╭─ ENTRIES SHOWN

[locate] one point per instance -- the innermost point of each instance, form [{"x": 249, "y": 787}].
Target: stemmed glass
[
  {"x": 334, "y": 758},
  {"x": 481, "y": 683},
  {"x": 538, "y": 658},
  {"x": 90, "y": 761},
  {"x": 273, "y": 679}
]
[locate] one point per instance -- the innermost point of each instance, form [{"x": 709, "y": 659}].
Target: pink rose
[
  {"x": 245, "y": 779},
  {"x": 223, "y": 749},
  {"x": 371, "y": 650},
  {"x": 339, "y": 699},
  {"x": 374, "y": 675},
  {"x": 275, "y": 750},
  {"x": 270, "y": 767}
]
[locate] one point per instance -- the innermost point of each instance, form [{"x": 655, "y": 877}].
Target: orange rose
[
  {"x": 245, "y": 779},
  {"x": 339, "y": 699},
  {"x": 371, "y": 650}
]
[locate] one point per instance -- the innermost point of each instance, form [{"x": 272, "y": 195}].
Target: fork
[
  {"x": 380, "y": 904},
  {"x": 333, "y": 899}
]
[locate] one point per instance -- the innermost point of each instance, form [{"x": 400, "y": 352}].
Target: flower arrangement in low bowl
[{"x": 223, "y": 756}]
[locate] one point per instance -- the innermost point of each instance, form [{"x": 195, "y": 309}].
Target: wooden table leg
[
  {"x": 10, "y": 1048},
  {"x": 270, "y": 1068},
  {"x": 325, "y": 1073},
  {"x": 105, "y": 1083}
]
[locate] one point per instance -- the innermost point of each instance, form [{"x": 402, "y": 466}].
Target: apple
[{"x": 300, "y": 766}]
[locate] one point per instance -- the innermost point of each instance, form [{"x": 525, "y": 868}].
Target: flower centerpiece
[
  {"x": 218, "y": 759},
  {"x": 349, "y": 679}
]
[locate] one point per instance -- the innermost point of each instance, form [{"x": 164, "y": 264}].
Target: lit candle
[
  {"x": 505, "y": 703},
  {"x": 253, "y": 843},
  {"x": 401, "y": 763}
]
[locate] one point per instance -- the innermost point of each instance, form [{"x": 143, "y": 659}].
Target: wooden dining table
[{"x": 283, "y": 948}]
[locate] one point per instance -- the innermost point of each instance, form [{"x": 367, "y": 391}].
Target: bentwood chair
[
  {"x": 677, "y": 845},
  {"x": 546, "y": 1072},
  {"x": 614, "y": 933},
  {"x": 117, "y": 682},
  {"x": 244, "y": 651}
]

╰─

WORK INSTRUCTION -> Write out every entry above exactly as given.

FINISHED TASK ->
[locate] one point per instance -- the innermost point of each instance, form [{"x": 249, "y": 787}].
Target: stemmed glass
[
  {"x": 334, "y": 758},
  {"x": 481, "y": 683},
  {"x": 538, "y": 658},
  {"x": 90, "y": 761},
  {"x": 273, "y": 679}
]
[locate] one point per instance -- the innermost point of each instance, form [{"x": 709, "y": 659}].
Target: pink rose
[
  {"x": 245, "y": 779},
  {"x": 223, "y": 749},
  {"x": 371, "y": 650},
  {"x": 339, "y": 699},
  {"x": 374, "y": 675},
  {"x": 275, "y": 750},
  {"x": 270, "y": 767}
]
[locate] one point per instance -- the innermost point of each instance, form [{"x": 655, "y": 877}].
Target: orange rose
[
  {"x": 245, "y": 779},
  {"x": 339, "y": 699},
  {"x": 371, "y": 650}
]
[locate] one point per instance -- the innermost point of each instance, form [{"x": 272, "y": 195}].
Target: fork
[
  {"x": 380, "y": 904},
  {"x": 333, "y": 899}
]
[locate] one point per instance -- the innermost point of each instance, form [{"x": 400, "y": 352}].
Target: flower arrangement in low bowl
[{"x": 223, "y": 756}]
[locate] one point per instance -- the innermost point of each instance, form [{"x": 195, "y": 309}].
Target: wooden table leg
[
  {"x": 10, "y": 1048},
  {"x": 270, "y": 1068},
  {"x": 325, "y": 1073},
  {"x": 105, "y": 1083}
]
[locate] one point per instance -- the innermost point of each instance, form [{"x": 402, "y": 466}].
Target: apple
[{"x": 300, "y": 766}]
[locate] one point per instance -- the innermost point of each instance, form [{"x": 525, "y": 868}].
Target: flower centerpiece
[
  {"x": 218, "y": 759},
  {"x": 349, "y": 679}
]
[locate] one point per instance -- the innermost point of each instance, form [{"x": 164, "y": 264}].
Target: lit candle
[
  {"x": 505, "y": 703},
  {"x": 253, "y": 843},
  {"x": 401, "y": 763}
]
[locate] one point per instance -- the innermost point of each instance, form [{"x": 143, "y": 659}].
Target: wooden dining table
[{"x": 283, "y": 948}]
[locate] one point per instance -- the innermost point of each instance, form [{"x": 367, "y": 391}].
Target: bentwood chair
[
  {"x": 677, "y": 845},
  {"x": 546, "y": 1072},
  {"x": 614, "y": 933},
  {"x": 117, "y": 682},
  {"x": 244, "y": 651}
]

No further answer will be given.